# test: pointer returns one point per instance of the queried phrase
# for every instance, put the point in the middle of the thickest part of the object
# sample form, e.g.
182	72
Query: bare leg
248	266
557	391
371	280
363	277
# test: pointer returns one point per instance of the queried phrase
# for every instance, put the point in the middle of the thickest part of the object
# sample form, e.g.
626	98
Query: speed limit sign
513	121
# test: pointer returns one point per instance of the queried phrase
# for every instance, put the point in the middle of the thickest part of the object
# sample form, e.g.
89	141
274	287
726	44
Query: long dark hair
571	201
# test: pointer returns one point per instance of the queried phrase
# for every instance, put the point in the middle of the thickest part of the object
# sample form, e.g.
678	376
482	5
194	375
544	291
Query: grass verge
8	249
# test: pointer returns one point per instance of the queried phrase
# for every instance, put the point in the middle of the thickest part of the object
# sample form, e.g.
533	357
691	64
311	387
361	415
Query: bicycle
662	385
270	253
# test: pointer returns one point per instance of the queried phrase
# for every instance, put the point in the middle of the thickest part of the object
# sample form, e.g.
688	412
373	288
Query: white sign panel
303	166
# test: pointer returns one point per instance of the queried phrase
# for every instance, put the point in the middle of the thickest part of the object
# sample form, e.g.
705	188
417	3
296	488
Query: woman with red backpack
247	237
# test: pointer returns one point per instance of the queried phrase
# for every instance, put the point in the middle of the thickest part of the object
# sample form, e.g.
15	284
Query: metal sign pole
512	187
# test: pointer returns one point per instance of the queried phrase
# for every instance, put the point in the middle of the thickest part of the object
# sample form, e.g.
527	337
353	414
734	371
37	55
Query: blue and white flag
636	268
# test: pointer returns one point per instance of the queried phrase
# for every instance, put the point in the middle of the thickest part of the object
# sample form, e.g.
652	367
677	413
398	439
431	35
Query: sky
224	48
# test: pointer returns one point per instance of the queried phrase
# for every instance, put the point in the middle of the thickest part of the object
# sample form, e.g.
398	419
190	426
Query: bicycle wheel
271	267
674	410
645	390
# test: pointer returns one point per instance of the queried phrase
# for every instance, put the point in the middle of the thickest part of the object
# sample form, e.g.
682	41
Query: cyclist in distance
####
Problem
Your task is to transcribe the listing in full, so that each line reads exactly as before.

Response to this exercise
# test: pointer returns one point per instance of the queried phrase
# for every instance, put the point in the middle of the thickest part of the object
# sample form, e.g.
182	72
Query: bare leg
248	266
557	391
371	280
363	277
# test: pointer returns one point per instance of the queried phrase
# for every instance, put the point in the middle of the thickest part of the object
# sample form, e.g.
626	98
Query: speed limit sign
513	121
# test: pointer returns one point per instance of the queried phrase
# for every instance, put the point in the middle of the thickest part of the object
# sample form, e.g.
89	141
274	287
726	44
Query: long dark hair
571	201
# test: pointer returns one point per instance of the queried phrase
# for every instance, put the point in the middle of the thickest part of the object
# sample form, e.g.
678	376
482	5
194	375
544	291
Query: grass verge
8	249
# test: pointer returns one point per instance of the queried phrase
# for every instance, put the point in the middle of the thickest part of the object
# sample form, e.g.
533	357
691	64
311	387
361	415
Query: bicycle
662	385
270	253
# test: pointer returns one point per instance of the queried phrase
# for every instance, put the point in the middle of the thickest part of the object
# sample form, e.g.
688	412
373	288
Query: white sign panel
303	166
# test: pointer returns one point per instance of the queried phrase
# for every instance, put the point in the middle of the thickest part of the object
# sample form, e.g.
705	188
417	3
296	488
Query: woman with red backpack
247	237
# test: pointer returns one point per instance of the queried phrase
# for every instance, put the point in the middle of the thickest part of the object
# sample form, e.g.
15	284
Query: metal sign pole
512	187
# test: pointer returns one point per instance of the queried phrase
# for every instance, put the point in the middle of the thickest part of the object
# sample form, e.g.
527	337
353	414
734	371
37	55
Query: blue and white flag
636	268
# test: pointer returns one point per instance of the queried phrase
# for every instance, put the point in the middle of the thickest part of the object
# sample form, e.g.
652	367
677	413
398	439
431	35
Query: sky
224	48
# test: pointer returns one point per instance of the queried phrase
# for every instance, put the point in the middle of the thickest part of the object
# sample form, e.g.
398	419
190	426
Query: bicycle wheel
271	267
674	410
645	390
# test: pointer returns one point per instance of the queried phrase
# for every instance, put the point in the middle of the thickest part of the object
# sample form, e.g.
682	41
Query: cyclist in distance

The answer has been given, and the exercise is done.